▸ **What is expected**
Look in the data below for the line that contains "Objective — one point on each instance of the mountain ridge". Copy that line and the remaining lines exactly.

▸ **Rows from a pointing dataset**
"""

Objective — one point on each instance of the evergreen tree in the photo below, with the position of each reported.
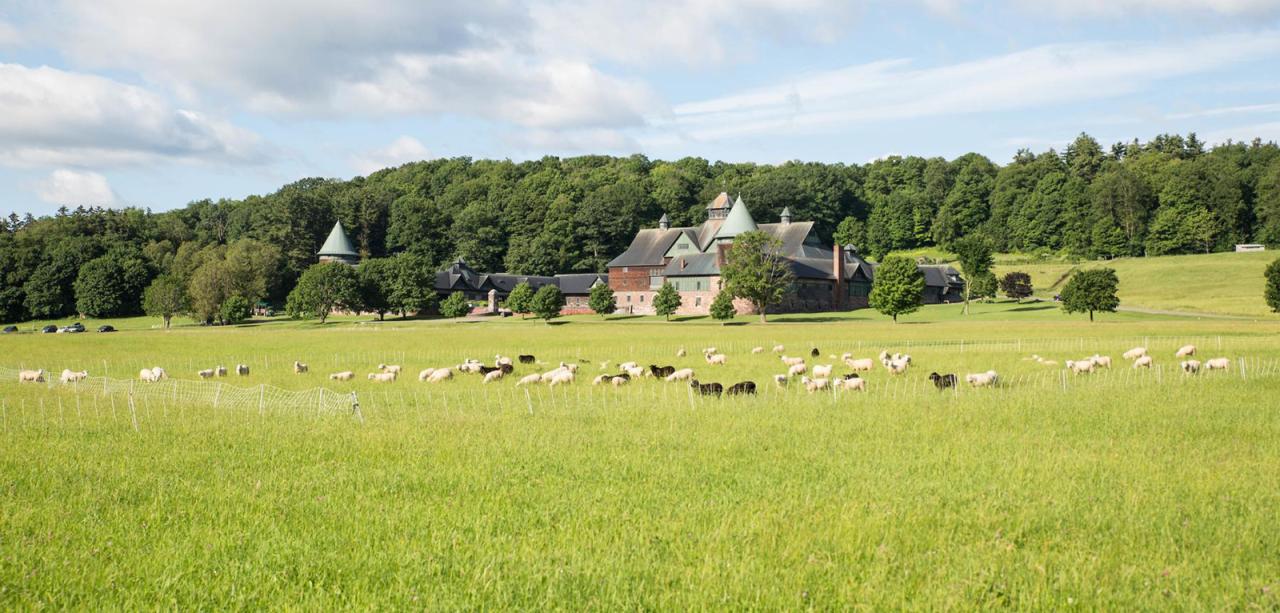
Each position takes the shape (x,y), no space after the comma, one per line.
(897,287)
(321,289)
(165,297)
(455,306)
(1089,291)
(722,307)
(602,300)
(1272,287)
(1016,286)
(757,271)
(548,302)
(520,300)
(666,301)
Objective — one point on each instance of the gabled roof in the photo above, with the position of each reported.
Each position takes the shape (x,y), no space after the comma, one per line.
(737,222)
(337,243)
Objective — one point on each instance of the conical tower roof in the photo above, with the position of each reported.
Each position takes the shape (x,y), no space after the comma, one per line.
(337,243)
(737,222)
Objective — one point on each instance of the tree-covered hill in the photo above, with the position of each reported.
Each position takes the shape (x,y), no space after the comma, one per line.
(563,215)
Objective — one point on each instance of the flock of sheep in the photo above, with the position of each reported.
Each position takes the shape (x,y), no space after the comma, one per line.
(823,375)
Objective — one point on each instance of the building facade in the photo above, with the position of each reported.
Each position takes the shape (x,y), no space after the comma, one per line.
(690,259)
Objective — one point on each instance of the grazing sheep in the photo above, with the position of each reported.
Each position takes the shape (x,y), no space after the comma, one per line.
(707,388)
(814,384)
(529,380)
(562,378)
(982,379)
(851,384)
(864,364)
(681,375)
(440,375)
(72,376)
(1217,364)
(743,388)
(942,382)
(1079,366)
(31,376)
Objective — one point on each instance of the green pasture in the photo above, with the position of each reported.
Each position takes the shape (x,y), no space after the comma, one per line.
(1118,490)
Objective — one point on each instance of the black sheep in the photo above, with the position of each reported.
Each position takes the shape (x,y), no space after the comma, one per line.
(707,388)
(942,382)
(741,388)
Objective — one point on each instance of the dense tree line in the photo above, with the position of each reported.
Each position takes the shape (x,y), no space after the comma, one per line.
(566,215)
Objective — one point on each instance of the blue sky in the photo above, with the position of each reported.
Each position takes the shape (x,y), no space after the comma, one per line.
(155,103)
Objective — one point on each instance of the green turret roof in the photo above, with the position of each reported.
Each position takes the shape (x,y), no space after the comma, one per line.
(338,243)
(737,222)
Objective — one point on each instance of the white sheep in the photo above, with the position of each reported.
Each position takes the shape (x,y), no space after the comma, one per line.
(982,379)
(681,375)
(529,379)
(439,375)
(860,365)
(814,384)
(72,376)
(1217,364)
(31,376)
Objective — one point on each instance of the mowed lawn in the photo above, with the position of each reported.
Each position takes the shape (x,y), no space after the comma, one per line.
(1121,490)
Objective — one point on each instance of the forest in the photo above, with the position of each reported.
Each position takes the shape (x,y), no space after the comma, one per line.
(1170,195)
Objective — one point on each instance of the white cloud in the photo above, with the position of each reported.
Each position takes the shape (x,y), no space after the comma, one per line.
(76,188)
(402,150)
(50,117)
(894,90)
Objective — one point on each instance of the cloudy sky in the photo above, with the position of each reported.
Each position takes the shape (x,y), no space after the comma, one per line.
(156,103)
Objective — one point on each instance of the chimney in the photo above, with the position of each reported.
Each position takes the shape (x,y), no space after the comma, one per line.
(837,270)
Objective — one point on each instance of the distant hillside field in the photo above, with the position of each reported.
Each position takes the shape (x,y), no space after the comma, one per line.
(1211,283)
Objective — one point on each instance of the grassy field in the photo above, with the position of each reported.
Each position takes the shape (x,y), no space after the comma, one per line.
(1119,490)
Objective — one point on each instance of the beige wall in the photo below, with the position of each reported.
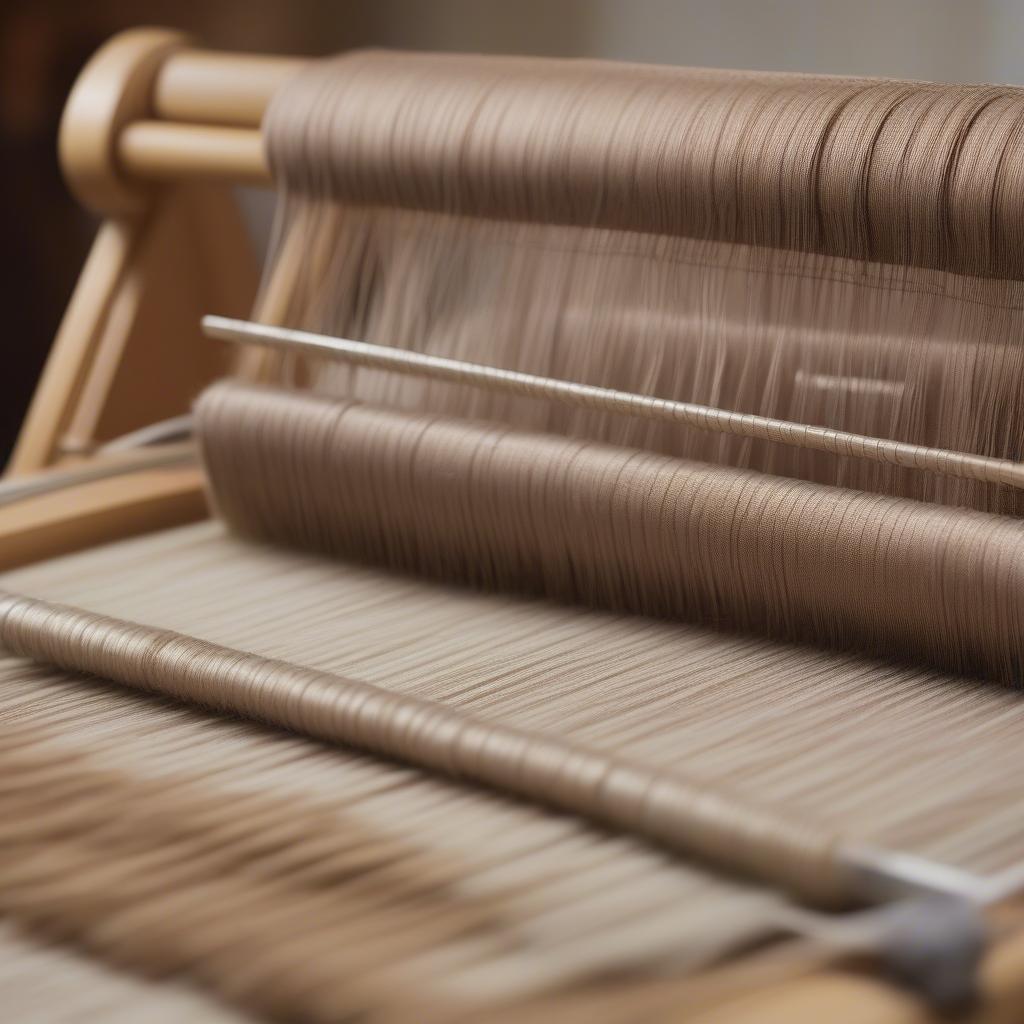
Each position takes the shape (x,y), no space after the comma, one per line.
(952,40)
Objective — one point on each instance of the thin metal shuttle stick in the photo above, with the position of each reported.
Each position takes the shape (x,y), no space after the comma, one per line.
(840,442)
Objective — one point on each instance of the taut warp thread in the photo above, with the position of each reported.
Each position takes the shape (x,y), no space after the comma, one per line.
(834,252)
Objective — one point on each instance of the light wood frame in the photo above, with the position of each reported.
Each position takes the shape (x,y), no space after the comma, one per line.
(154,133)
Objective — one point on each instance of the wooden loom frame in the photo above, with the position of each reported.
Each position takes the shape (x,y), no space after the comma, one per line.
(153,134)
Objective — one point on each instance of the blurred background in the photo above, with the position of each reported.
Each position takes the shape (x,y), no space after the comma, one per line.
(43,44)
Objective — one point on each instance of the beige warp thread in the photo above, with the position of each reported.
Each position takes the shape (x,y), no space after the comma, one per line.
(694,818)
(619,528)
(835,252)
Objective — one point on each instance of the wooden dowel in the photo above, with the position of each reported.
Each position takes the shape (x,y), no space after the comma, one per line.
(211,88)
(157,151)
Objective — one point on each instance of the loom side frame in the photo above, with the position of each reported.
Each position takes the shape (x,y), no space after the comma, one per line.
(154,131)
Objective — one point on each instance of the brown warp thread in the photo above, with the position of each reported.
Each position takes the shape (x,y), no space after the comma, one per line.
(621,528)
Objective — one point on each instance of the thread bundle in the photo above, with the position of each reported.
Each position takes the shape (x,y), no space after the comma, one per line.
(834,252)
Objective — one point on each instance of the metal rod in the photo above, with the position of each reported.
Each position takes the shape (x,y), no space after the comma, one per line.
(840,442)
(120,463)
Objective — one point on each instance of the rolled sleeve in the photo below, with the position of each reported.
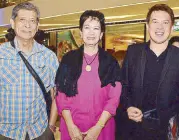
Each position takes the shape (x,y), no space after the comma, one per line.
(113,101)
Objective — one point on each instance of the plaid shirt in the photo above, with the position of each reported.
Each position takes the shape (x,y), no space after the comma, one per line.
(22,106)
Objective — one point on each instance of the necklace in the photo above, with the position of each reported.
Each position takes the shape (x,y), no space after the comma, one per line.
(88,66)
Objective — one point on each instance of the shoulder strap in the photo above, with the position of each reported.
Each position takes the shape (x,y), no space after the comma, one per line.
(35,75)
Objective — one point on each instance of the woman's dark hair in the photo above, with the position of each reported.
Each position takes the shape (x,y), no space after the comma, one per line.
(174,39)
(95,15)
(160,7)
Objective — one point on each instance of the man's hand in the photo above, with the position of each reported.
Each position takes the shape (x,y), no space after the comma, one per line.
(134,114)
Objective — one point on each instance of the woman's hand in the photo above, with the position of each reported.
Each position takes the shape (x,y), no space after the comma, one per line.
(93,133)
(74,132)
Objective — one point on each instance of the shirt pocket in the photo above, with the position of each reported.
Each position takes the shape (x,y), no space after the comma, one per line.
(43,72)
(10,73)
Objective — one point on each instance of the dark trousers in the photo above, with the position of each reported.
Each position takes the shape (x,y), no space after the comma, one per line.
(47,135)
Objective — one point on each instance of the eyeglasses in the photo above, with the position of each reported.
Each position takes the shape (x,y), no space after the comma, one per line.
(25,21)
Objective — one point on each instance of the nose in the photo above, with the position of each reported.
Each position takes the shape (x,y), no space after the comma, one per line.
(27,24)
(91,31)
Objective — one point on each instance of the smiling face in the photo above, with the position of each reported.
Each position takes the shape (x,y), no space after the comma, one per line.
(159,27)
(91,32)
(25,24)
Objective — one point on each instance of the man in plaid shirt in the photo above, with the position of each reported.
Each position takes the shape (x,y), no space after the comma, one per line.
(23,113)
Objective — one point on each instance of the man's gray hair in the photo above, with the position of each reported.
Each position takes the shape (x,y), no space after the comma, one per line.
(25,6)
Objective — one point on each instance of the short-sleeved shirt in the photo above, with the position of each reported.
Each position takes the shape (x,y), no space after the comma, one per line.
(22,105)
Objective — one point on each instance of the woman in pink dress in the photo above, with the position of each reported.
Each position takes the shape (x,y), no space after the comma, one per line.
(88,86)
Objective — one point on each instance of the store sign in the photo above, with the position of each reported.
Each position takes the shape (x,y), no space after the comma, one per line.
(176,26)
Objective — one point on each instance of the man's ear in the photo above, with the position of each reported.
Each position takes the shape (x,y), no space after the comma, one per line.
(12,23)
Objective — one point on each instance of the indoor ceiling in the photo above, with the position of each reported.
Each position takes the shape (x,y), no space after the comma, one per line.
(121,14)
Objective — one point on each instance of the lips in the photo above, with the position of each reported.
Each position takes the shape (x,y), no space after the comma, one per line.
(90,38)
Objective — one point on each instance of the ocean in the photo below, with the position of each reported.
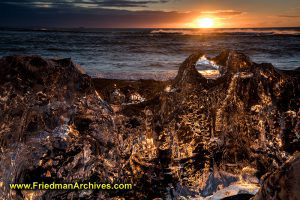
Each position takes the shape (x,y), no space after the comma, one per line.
(150,53)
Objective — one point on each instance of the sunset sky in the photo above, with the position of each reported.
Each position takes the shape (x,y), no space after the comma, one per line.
(150,14)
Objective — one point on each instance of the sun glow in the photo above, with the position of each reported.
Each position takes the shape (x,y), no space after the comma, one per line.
(205,23)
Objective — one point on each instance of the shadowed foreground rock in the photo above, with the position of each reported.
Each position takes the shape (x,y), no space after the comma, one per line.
(189,137)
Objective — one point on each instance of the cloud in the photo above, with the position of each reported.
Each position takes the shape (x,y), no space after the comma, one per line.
(84,3)
(70,16)
(223,13)
(289,16)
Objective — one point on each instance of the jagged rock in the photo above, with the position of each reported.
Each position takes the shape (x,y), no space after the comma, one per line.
(284,183)
(190,137)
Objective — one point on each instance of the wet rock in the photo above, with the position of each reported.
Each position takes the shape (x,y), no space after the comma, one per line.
(190,137)
(284,183)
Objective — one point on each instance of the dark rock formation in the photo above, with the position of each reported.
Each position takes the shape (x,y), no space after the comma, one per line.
(284,183)
(189,137)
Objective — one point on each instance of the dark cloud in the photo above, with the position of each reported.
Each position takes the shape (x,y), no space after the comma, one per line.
(224,13)
(24,16)
(289,16)
(95,3)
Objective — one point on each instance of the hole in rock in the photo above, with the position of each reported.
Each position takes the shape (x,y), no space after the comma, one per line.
(208,68)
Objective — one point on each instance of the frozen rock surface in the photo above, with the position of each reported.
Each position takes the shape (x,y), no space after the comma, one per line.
(190,137)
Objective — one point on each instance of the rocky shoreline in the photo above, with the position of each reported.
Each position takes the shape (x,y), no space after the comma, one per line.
(190,137)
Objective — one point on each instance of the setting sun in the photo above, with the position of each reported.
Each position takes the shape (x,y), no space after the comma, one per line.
(205,23)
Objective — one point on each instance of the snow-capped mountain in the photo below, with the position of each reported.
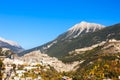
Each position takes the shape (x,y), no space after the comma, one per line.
(15,47)
(82,28)
(57,45)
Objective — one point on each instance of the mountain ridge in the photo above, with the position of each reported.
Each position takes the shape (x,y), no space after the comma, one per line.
(13,46)
(45,48)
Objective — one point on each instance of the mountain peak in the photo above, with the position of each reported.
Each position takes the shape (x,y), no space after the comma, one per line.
(84,24)
(15,47)
(83,27)
(9,42)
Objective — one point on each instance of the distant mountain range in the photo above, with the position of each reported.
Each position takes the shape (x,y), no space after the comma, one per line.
(65,42)
(13,46)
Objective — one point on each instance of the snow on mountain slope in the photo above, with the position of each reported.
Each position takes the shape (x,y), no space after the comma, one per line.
(15,47)
(9,42)
(83,27)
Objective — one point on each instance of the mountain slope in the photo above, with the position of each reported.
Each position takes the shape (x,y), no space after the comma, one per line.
(62,44)
(15,47)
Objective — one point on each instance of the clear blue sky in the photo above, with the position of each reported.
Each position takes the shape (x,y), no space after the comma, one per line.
(34,22)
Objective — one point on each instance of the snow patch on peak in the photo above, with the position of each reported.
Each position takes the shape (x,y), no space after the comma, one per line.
(10,42)
(83,27)
(86,25)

"""

▸ **Correct answer**
Objective — one point on each instance of the mountain ridge in the photo above, with the position of each reported.
Each position takes the shape (x,y), no space after the comma, one per line.
(13,46)
(45,48)
Objective — one point on each instance of the mountain peak in the photo above, with the position of each reported.
Each position takes the shape (x,y), no space after the comma, one per line.
(84,24)
(15,47)
(83,27)
(9,42)
Objective — one point on each instance of the distant mountain range in the photo above, with the position of each reported.
Each position takes the shape (x,y), no space after the comma, one per line.
(65,42)
(13,46)
Objective — one point on each instance of the snow on mountain slope in the photo above, with the position of each reported.
Each position takes the shape (x,y), no space after the comma, one per line.
(15,47)
(9,42)
(83,27)
Objective — one point on each instance of the mountain slope in the photo above, with the position of each reported.
Each position takes the shape (x,y), no space after the comma, one per line.
(62,44)
(15,47)
Objective — one point on each instance of the clear blue sky in the photo above, with the position of each reported.
Each position takes the shape (x,y), no space after the comma, one per line.
(34,22)
Objective — one point on each instance of the snow patch on peak in the photo above, with the position of each reported.
Each position takes the shape (x,y), no space after the comma, one per line.
(10,42)
(83,27)
(86,25)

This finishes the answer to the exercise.